— DATASET ENTRIES —

▬▬▬

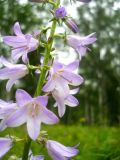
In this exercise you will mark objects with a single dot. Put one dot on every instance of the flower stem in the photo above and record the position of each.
(42, 78)
(26, 148)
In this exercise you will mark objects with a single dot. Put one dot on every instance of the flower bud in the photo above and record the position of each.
(72, 25)
(60, 12)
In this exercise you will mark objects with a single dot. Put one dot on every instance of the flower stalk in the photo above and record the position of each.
(42, 78)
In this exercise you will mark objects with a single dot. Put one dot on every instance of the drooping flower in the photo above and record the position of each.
(80, 43)
(33, 111)
(12, 72)
(22, 43)
(71, 25)
(60, 152)
(38, 1)
(62, 100)
(5, 145)
(85, 1)
(6, 109)
(60, 77)
(32, 157)
(60, 12)
(38, 157)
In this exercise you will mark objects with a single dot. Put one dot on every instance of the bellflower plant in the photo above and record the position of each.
(22, 43)
(6, 109)
(80, 43)
(59, 152)
(60, 12)
(33, 111)
(60, 77)
(12, 72)
(56, 81)
(5, 145)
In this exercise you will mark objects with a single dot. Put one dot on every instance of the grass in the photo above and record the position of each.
(95, 143)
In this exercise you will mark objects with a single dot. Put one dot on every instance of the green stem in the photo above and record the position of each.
(46, 59)
(42, 78)
(26, 148)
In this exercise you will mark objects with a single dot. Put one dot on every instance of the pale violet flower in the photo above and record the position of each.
(32, 157)
(32, 111)
(60, 12)
(71, 24)
(61, 74)
(63, 98)
(6, 109)
(12, 72)
(60, 77)
(85, 1)
(21, 44)
(58, 151)
(80, 43)
(5, 145)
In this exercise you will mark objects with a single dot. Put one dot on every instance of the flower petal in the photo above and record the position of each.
(25, 58)
(17, 29)
(9, 84)
(60, 103)
(72, 78)
(71, 101)
(17, 118)
(33, 126)
(72, 66)
(22, 97)
(5, 145)
(49, 86)
(42, 100)
(5, 62)
(47, 116)
(63, 150)
(74, 91)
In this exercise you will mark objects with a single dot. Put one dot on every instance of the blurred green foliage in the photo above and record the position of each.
(99, 96)
(95, 143)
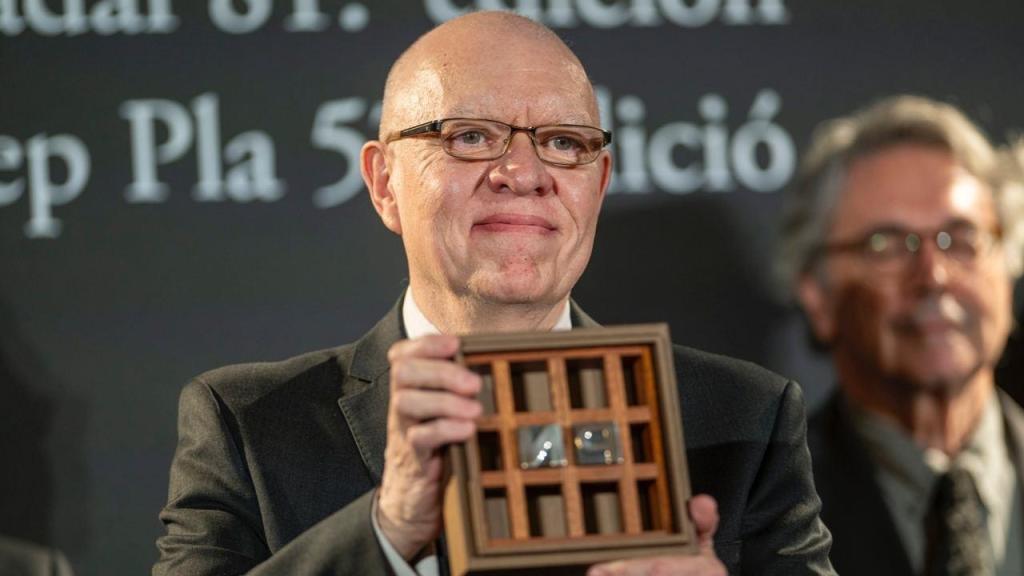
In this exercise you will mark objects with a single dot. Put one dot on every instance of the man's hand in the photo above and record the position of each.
(433, 403)
(704, 510)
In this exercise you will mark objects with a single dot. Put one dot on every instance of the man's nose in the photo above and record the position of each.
(520, 169)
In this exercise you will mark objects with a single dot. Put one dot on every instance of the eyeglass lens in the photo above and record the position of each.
(482, 139)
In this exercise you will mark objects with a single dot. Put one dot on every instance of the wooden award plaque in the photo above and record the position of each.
(579, 456)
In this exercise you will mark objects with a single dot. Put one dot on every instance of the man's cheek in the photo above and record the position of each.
(860, 318)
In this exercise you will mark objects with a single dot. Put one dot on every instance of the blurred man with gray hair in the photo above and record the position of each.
(901, 241)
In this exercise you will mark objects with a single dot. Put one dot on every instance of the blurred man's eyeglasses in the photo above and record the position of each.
(892, 249)
(473, 138)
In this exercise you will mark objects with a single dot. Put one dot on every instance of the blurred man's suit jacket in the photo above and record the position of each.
(865, 540)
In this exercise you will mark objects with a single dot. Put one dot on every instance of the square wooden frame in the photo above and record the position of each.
(470, 551)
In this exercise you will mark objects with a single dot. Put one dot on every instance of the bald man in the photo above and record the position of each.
(492, 167)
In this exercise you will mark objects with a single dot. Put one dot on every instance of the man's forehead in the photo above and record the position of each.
(515, 90)
(914, 187)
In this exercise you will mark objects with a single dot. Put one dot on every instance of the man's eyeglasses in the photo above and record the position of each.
(473, 138)
(891, 249)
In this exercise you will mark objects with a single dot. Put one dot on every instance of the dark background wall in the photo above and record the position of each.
(177, 192)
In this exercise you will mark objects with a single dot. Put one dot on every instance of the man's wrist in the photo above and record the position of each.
(399, 538)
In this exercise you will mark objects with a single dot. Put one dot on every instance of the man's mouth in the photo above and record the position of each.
(935, 316)
(514, 223)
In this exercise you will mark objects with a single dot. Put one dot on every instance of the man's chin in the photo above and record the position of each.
(515, 289)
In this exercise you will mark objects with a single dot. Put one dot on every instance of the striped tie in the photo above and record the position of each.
(955, 531)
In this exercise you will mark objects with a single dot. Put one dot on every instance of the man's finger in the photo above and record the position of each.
(419, 404)
(436, 374)
(704, 511)
(430, 436)
(660, 566)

▬▬▬

Output, unchanged, the lines from the line with "the man's wrist" through the final line of the material.

— RESULT FOR THIS TASK —
In this exercise you will mark objects with a single dot. Put one dot on every instance of the man's wrist in the photo above and record the position of each.
(399, 538)
In this exercise you will mark objects with a single dot. Put one dot on every instance of the man's mouth in the photo above and record the position of each.
(935, 316)
(514, 223)
In this exercise you will mark objects with a single dot. Put one dot on every instance of the man's chin in the photo above and record the position of each.
(515, 289)
In this exercise you will mark objects with a single dot. Put one dot on every instance of the striped tie in the photo above and record the position of each.
(955, 531)
In this exercise you will mark objects with a single dot. Put one dot on every instance of the man's finger in the photo above and record the position of each.
(419, 404)
(436, 374)
(704, 511)
(430, 436)
(660, 566)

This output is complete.